• _EXCERPT PROVIDED_:

━━━━━━━━━━━━━━━━

On Wed, May 17, 2023, 07:39 Eli Zaretskii <eliz@gnu.org> wrote:
> From: Spencer Baugh <sbaugh@janestreet.com>
> Cc: Dmitry Gutov <dmitry@gutov.dev>,  63470@debbugs.gnu.org
> Date: Tue, 16 May 2023 16:39:49 -0400
>
> Eli Zaretskii <eliz@gnu.org> writes:
>
> >> Date: Fri, 12 May 2023 23:10:05 +0300
> >> Cc: 63470@debbugs.gnu.org
> >> From: Dmitry Gutov <dmitry@gutov.dev>
> >>
> >> On 12/05/2023 22:57, Spencer Baugh wrote:
> >> >
> >> > I could add a user option to revert to the old behavior, if you want.
> >>
> >> We could cache it like we do with vc-git--program-version. That's a
> >> simple memoization that doesn't take the host into account (though that
> >> could be implemented, too).
> >
> > Yes, that'd be a good-enough solution.

━━━━━━━━━━━━━━━━

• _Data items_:

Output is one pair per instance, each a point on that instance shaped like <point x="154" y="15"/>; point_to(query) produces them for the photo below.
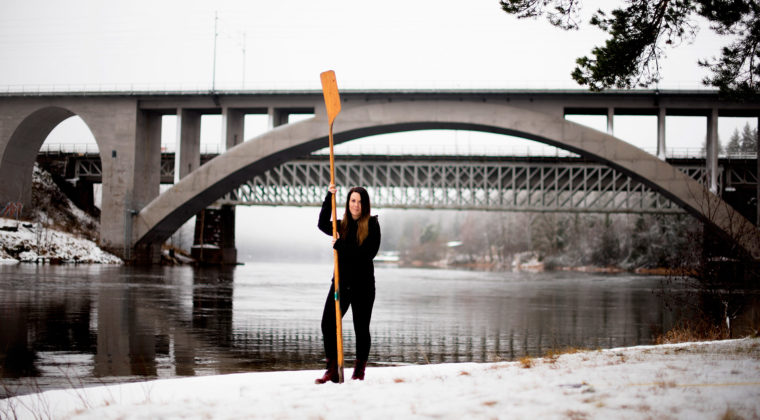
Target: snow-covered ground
<point x="44" y="239"/>
<point x="32" y="242"/>
<point x="710" y="380"/>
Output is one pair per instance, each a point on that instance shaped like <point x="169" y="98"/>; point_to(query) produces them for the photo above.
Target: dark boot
<point x="331" y="374"/>
<point x="359" y="370"/>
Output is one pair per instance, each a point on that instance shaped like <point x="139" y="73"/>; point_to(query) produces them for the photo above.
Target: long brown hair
<point x="362" y="228"/>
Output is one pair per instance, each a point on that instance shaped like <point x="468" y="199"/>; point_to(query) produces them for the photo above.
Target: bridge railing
<point x="406" y="149"/>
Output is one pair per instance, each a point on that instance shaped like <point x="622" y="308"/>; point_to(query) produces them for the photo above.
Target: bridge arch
<point x="21" y="150"/>
<point x="161" y="217"/>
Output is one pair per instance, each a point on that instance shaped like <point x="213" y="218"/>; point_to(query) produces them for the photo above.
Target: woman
<point x="357" y="244"/>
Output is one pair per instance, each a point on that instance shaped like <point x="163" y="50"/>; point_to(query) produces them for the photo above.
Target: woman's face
<point x="355" y="205"/>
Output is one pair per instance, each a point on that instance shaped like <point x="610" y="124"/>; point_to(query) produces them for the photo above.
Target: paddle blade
<point x="330" y="92"/>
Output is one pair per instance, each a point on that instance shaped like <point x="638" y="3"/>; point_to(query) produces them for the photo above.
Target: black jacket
<point x="354" y="261"/>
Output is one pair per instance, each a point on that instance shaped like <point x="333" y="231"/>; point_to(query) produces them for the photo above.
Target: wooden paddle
<point x="332" y="102"/>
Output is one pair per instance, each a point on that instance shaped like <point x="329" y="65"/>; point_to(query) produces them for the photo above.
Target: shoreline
<point x="686" y="380"/>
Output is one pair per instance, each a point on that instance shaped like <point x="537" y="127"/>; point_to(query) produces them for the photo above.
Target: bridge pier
<point x="214" y="241"/>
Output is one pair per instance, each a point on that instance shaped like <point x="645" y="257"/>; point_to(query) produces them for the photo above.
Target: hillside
<point x="56" y="232"/>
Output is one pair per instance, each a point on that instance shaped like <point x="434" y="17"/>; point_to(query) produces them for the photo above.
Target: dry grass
<point x="526" y="362"/>
<point x="692" y="331"/>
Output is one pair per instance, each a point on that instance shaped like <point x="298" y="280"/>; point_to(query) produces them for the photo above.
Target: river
<point x="77" y="325"/>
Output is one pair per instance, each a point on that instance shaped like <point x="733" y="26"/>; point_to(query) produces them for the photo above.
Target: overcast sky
<point x="421" y="43"/>
<point x="169" y="44"/>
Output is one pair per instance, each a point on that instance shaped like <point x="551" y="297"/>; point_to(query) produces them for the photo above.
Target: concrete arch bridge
<point x="127" y="129"/>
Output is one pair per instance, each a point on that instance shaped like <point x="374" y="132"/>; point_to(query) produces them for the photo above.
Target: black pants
<point x="361" y="302"/>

━━━━━━━━━━━━━━━━

• _CHALLENGES_:
• a. In the email thread, what existing value does Dmitry Gutov suggest the new setting could be cached like?
• b. Pick up the email thread about caching and carry it on after its last line.
The data items play no part in what comes next.

• _RESPONSES PER TASK_:
• a. He suggests caching it like vc-git--program-version.

• b.
> >
> >> But it'd really make things easier if we're just allowed to rely on some
> >> new enough versions of Git and Hg.
> >
> > It isn't easy to be backward-compatible, but we should strive at doing
> > that.
>
> OK, revised backwards-compatible patch attached.

Thanks, but I'd prefer to call the new function only once, and record
the result in some variable.  We do such things in umpteen other
places, so it looks strange to test the version each time only in this
case.

Isn't that what I'm doing? I record the version in a variable and only compute it once.

Also, the way I'm doing it exactly matches how vc-git does it.

Do you mean a variable that controls whether to use the new argument method? Should the result be computed at load time or at first use of the variable?

If you are afraid that somehow the version could change while the
Emacs session runs, we could add a command to recompute the version.
I think it's reasonable to ask the user to do this by hand, since
installing a new version of Mercurial should be something users are
aware of.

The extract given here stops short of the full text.